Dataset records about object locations
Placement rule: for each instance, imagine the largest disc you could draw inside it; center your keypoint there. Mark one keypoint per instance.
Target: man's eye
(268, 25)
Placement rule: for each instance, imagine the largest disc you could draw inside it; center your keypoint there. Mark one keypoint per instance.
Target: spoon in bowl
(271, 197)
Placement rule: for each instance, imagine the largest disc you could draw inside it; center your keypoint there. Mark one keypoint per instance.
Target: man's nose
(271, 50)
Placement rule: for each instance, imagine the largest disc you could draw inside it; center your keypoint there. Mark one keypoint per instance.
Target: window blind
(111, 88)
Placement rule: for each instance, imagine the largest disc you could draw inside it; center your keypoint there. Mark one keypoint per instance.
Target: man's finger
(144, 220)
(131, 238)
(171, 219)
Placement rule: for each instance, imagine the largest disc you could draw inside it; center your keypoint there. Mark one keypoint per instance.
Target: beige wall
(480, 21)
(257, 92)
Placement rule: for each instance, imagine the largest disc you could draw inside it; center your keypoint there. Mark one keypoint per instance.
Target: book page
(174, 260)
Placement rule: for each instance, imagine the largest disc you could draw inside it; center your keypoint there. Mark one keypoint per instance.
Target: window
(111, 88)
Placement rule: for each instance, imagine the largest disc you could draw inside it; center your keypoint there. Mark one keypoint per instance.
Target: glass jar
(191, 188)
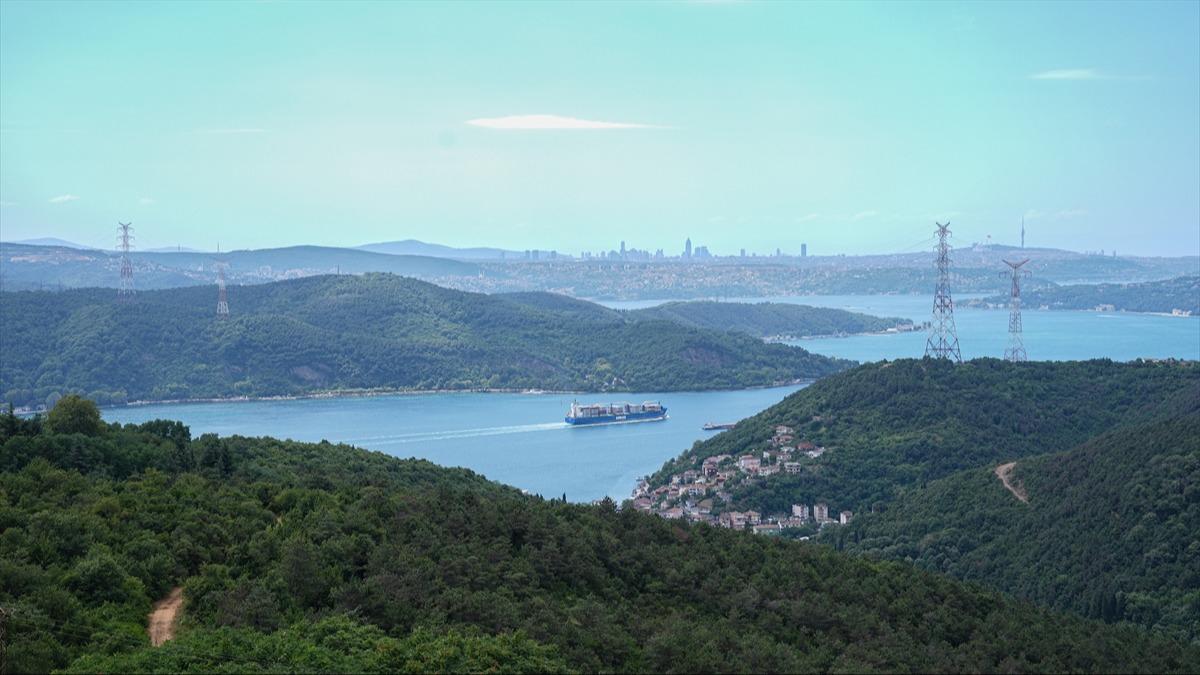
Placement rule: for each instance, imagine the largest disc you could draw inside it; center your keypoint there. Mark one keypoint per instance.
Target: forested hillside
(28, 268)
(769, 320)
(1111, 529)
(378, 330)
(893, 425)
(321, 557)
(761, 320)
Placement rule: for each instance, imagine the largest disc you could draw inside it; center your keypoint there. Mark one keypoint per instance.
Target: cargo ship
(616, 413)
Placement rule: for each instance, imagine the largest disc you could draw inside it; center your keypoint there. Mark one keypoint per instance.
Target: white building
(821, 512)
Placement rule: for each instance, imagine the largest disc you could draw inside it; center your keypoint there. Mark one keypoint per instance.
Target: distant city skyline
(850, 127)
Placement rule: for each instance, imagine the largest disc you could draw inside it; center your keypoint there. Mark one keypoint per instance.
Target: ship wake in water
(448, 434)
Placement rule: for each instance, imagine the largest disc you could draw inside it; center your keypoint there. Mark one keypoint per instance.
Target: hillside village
==
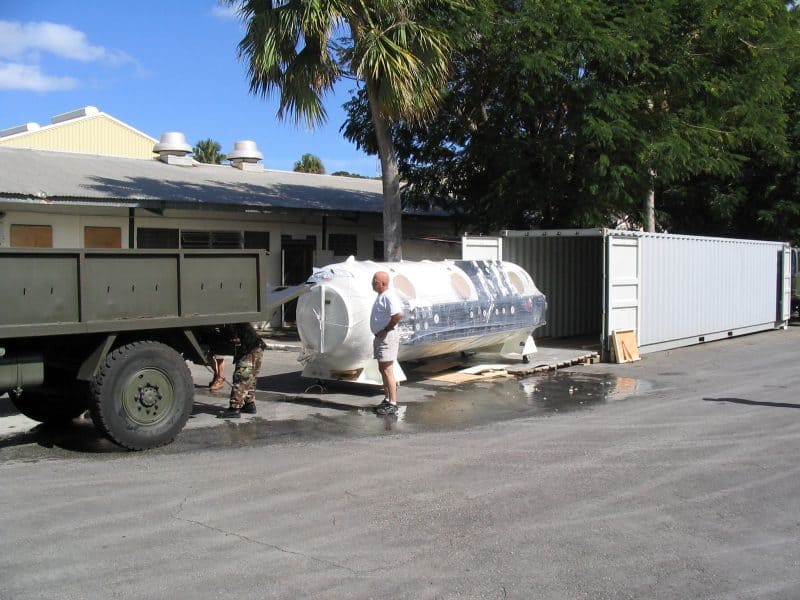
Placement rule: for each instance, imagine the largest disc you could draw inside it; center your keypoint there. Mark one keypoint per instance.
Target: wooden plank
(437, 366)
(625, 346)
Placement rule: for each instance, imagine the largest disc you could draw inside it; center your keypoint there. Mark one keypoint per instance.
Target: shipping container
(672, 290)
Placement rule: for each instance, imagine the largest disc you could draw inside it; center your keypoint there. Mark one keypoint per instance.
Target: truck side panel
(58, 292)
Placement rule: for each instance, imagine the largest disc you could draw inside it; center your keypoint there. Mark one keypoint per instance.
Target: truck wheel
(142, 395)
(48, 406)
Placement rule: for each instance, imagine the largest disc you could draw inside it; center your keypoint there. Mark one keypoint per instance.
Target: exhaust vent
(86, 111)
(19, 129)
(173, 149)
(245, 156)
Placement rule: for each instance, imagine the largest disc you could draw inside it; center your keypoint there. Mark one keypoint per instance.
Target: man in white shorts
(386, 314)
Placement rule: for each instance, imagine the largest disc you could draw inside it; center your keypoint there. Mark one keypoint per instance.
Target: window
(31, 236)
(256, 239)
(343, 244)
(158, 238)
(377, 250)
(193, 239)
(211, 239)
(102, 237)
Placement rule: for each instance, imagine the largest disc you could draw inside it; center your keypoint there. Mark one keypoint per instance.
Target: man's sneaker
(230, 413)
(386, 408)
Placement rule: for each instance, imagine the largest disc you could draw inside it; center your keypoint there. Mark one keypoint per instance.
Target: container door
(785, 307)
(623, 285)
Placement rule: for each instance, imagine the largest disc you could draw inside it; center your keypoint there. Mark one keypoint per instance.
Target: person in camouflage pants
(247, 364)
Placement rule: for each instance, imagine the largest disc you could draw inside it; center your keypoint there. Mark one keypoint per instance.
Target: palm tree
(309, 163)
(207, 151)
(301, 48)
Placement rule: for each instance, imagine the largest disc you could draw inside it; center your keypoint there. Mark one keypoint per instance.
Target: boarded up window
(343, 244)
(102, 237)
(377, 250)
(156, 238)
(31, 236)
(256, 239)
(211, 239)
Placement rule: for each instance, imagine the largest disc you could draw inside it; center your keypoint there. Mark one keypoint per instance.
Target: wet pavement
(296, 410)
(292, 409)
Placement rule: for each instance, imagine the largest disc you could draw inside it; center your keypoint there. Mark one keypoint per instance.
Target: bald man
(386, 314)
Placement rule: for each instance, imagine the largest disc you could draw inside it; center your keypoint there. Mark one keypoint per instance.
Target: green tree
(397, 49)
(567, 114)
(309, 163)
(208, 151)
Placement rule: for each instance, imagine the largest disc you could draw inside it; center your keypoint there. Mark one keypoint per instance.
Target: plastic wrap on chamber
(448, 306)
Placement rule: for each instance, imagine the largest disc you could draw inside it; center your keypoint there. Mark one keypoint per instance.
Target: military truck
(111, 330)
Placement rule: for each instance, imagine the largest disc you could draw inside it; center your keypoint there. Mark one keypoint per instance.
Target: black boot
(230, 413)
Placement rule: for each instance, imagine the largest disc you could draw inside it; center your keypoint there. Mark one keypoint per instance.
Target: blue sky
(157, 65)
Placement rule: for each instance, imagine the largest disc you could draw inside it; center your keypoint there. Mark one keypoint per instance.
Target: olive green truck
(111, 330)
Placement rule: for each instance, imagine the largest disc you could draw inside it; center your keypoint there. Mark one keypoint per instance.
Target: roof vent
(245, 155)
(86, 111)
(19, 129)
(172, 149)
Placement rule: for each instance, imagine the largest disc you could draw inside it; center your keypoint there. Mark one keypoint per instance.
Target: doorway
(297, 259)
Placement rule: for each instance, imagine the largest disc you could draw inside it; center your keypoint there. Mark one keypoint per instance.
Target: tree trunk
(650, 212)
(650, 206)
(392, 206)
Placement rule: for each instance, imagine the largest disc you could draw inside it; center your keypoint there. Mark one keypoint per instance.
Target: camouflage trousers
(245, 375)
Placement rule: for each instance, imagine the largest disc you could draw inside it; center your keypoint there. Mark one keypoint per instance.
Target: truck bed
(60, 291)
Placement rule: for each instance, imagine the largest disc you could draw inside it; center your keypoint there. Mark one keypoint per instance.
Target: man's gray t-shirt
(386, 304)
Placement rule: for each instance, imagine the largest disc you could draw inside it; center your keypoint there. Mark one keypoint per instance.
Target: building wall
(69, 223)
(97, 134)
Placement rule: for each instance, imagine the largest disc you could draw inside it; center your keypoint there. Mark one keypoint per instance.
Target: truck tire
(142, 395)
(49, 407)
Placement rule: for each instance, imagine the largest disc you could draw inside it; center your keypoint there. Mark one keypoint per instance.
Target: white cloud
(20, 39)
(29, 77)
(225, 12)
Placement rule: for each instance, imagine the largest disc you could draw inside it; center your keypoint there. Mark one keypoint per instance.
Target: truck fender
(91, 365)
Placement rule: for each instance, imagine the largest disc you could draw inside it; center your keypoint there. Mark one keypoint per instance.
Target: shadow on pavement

> **What is needed**:
Please state how many lines in the records above contain the word "camouflage", giving only the number.

> **Written response**:
2